_THE EXERCISE_
Lay out the material starting at the line containing "Target: palm tree" and ending at the line containing "x=477 y=530" as a two-column CSV with the headers request and answer. Give one row per request, put its text and its answer each in a single quoted field, and replace line breaks with spaces.

Stored items from a collection:
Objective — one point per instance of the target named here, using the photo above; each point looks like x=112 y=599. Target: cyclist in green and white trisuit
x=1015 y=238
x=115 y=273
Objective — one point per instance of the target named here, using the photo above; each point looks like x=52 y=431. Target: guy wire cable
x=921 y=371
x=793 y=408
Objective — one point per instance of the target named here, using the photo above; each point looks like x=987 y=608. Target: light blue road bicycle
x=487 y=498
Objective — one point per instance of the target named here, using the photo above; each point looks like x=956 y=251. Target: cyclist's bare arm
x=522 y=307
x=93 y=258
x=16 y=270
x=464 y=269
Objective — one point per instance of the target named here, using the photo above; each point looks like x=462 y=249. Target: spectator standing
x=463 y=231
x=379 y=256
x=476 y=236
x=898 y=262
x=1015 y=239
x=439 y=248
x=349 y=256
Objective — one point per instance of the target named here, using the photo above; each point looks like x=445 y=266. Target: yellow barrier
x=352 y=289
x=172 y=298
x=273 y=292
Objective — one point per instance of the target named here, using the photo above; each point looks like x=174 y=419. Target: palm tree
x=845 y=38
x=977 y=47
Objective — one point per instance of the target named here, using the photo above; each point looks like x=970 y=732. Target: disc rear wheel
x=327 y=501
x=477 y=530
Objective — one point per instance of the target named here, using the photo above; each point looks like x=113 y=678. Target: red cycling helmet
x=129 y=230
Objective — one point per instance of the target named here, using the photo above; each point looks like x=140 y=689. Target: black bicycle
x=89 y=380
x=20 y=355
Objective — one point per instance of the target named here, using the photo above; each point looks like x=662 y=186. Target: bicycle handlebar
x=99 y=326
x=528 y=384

---

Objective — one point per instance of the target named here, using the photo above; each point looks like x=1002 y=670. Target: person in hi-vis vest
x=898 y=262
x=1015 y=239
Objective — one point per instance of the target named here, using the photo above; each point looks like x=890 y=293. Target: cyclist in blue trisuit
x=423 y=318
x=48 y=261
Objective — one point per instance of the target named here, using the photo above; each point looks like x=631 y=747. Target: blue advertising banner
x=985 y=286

--

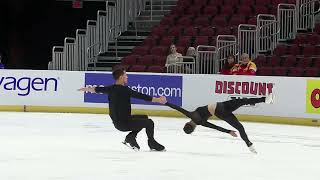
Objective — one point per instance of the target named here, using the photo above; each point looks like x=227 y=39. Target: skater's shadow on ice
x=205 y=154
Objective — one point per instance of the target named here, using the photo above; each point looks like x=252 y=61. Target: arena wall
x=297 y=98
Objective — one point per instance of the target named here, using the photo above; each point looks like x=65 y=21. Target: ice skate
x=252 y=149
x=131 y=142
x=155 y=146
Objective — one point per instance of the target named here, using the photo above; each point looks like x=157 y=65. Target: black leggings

_REPLY_
request,answer
"Objective — one point per instance of the target named here, using the photo above; each point looks like x=174 y=419. Target: palm tree","x=845 y=38 x=977 y=47"
"Objective — one point per instance of the target named here, using the photo above; each point looks like x=970 y=732. Target: disc rear wheel","x=327 y=501 x=477 y=530"